- **Work order**:
Repeat the passage on the House GOP budget plan word for word, starting at "Such cuts include" and continuing up to and including "reimbursements to states.".

- **Passage**:
>>>>>
House GOP likely to move ahead with budget plan
Posted at 11:32 PM, Mar 14, 2016
and last updated 2016-03-14 23:32:31-04
WASHINGTON (AP) — Republicans controlling the House are pressing ahead with an annual fiscal measure despite hardening opposition from tea party conservatives over its endorsement of higher spending permitted by last year's bipartisan budget and debt deal.
 
Several GOP lawmakers exiting a Monday evening strategy session said House Budget Committee Chairman Tom Price is expected to unveil a 10-year budget plan on Tuesday and hold a committee vote this week. The committee confirmed later Monday that it is moving ahead.
 
It's not clear GOP leaders can advance the measure through the full House after this week's committee vote.
 
Price, R-Ga., has worked hard to try to develop consensus but has so far been stymied by several dozen conservatives who continue to oppose an additional $46 billion or so in higher spending for the Pentagon and domestic agencies next year in keeping with a budget deal negotiated between President Barack Obama, former Speaker John Boehner, R-Ohio, and other top leaders.
 
Later Monday, the GOP Freedom Caucus, the hard-right group that toppled Boehner, swung against the plan. That leaves it well short of the votes needed to pass.
 
Price's 10-year plan is called a budget resolution. It endorses last year's spending deal but adds a familiar roster of nonbinding proposals for cuts to health care programs, food stamps and other federal benefits, ensuring Democrats won't support it.
 
At a GOP meeting Monday evening, Price and other top Republicans outlined a proposal to accompany this year's budget plan with binding spending cuts from several House committees. The hope is the real spending cuts would travel as a sidecar to the budget, assuage tea party lawmakers and get them to vote for the separate 10-year budget plan.
 
The Senate isn't expected to act on either the budget or the accompanying package of cuts.
 
"I think there are a number of us struggling with it," said Rep. Mark Sanford, R-S.C. "The sidecar at some point becomes disingenuous if you've got a Senate that you know isn't going to move on it. Savings that are an illusion are not savings."
 
Such cuts include a proposal by Ways and Means Committee Chairman Kevin Brady, R-Texas, to cut child tax credits for immigrants working in the U.S. illegally and reclaim overpayments of health insurance tax subsidies under the new health care law.
 
Other proposals would cut the federal government's contribution to the State Children's Health Insurance Program, eliminate a fund that provides grants for disease prevention, and cut federal Medicaid reimbursements to states.
 
A chief goal of the complicated series of budget moves is to set in motion the annual appropriations process, in which the 12 spending bills that set agency operating budgets are produced. That's the $1.1 trillion "discretionary" portion of the $4 trillion-plus federal budget that is passed by Congress each year.
 
The Senate is expected to skip the budget debate altogether and instead go straight to the annual spending bills under a little-noticed provision added to last year's bipartisan deal that permits the shortcut.
<<<<<
(Stored items from a collection)
>>>>>
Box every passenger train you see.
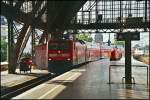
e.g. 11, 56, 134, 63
35, 40, 121, 74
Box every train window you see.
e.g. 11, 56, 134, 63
48, 42, 69, 51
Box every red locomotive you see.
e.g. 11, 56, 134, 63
35, 40, 120, 74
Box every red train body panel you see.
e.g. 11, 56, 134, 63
35, 40, 121, 74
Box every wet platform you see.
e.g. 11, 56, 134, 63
13, 59, 149, 99
1, 69, 48, 90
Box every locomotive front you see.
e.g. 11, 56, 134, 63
48, 40, 72, 74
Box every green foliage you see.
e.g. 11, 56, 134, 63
144, 45, 149, 50
76, 33, 93, 42
0, 38, 7, 62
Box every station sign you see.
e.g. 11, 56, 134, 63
117, 32, 140, 41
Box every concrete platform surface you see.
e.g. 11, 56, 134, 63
13, 59, 149, 99
1, 69, 48, 90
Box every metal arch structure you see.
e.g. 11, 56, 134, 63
1, 0, 150, 73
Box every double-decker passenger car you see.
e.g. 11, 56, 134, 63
35, 40, 123, 74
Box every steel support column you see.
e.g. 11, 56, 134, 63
125, 38, 132, 84
7, 1, 16, 74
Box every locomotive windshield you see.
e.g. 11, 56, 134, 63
48, 42, 69, 51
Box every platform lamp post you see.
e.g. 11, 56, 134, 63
117, 31, 140, 84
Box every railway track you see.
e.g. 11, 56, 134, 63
1, 74, 55, 99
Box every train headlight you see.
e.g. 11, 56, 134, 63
67, 58, 71, 61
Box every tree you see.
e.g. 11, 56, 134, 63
76, 33, 93, 42
1, 38, 7, 62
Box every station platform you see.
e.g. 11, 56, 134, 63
<<<<<
- **Answer section**:
Such cuts include a proposal by Ways and Means Committee Chairman Kevin Brady, R-Texas, to cut child tax credits for immigrants working in the U.S. illegally and reclaim overpayments of health insurance tax subsidies under the new health care law.
 
Other proposals would cut the federal government's contribution to the State Children's Health Insurance Program, eliminate a fund that provides grants for disease prevention, and cut federal Medicaid reimbursements to states.